[Ausgewählter Abschnitt]:
◆ ◆ ◆ ◆

In Fußgängergruppe gefahren und geflüchtet
Ein Mann fuhr nachts mit seinem Pkw auf einer unbeleuchteten Landstraße mit 70 km/h. Er konzentrierte sich kurzzeitig darauf, im Dunkeln die Asche seiner Zigarette im Aschenbecher abzustreifen, und übersah eine vierköpfige Personengruppe, die am rechten Fahrbahnrand auf dem Seitenstreifen hintereinander entlanglief. Er streifte zwei von ihnen, von denen einer noch an der Unfallstelle verstarb. Nach den Feststellungen des Landgerichts Heilbronn hätte noch eine geringe Überlebenschance für ihn bestanden, wenn sofort ärztliche Hilfe geleistet worden wäre. Der Unfallfahrer fuhr aber davon, um seinen Fahrfehler zu kaschieren. Er flüchtete, obwohl er es für möglich hielt, dass die angefahrenen Personen lebensgefährlich verletzt waren, aber noch gerettet werden könnten. Das Landgericht verurteilte ihn unter anderem wegen zweifachen versuchten Mordes (durch Unterlassen) zu einer vierjährigen Freiheitsstrafe. Der Autofahrer erhob Revision zum Bundesgerichtshof und stützte sich dabei auf die Rechtsprechung des 5. Strafsenats.
Wann liegt der Versuch eines unechten Unterlassungsdelikts vor?
Der 4. Strafsenat sieht hier den versuchten Mord durch Unterlassen bereits dann verwirklicht, wenn der Täter es für möglich hält, dass er den Eintritt des Todes durch eigene zumutbare Maßnahmen verhindern kann. Der 5. Strafsenat hingegen verlangt dafür das Unterlassen des rechtlich gebotenen Handelns in dem Bewusstsein, dass der Rettungserfolg mit an Sicherheit grenzender Wahrscheinlichkeit eintreten werde. Weil der 4. Strafsenat beabsichtigt, die Revision des Autofahrers zu verwerfen, sich aber durch die Entscheidung des 5. Strafsenats vom 28.06.2017 – 5 StR 20/16 (NJW 2017, 3249) daran gehindert sieht, hat er beim 5. Senat angefragt, ob dieser an seiner Rechtsprechung festhalte.

◆ ◆ ◆ ◆

[Gespeicherte Daten]:
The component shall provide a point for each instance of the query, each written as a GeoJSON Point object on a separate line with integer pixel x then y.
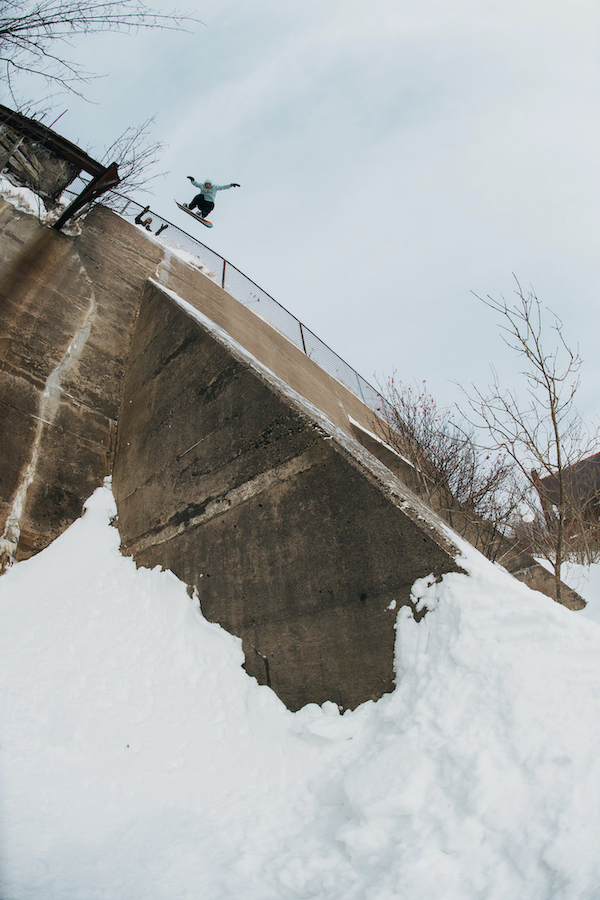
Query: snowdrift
{"type": "Point", "coordinates": [139, 760]}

◆ ◆ ◆ ◆

[Aufgabenstellung]:
Zu welcher Strafe verurteilte das Landgericht den Autofahrer laut dem Text über die Unfallflucht?

[Lösung]:
Zu einer vierjährigen Freiheitsstrafe.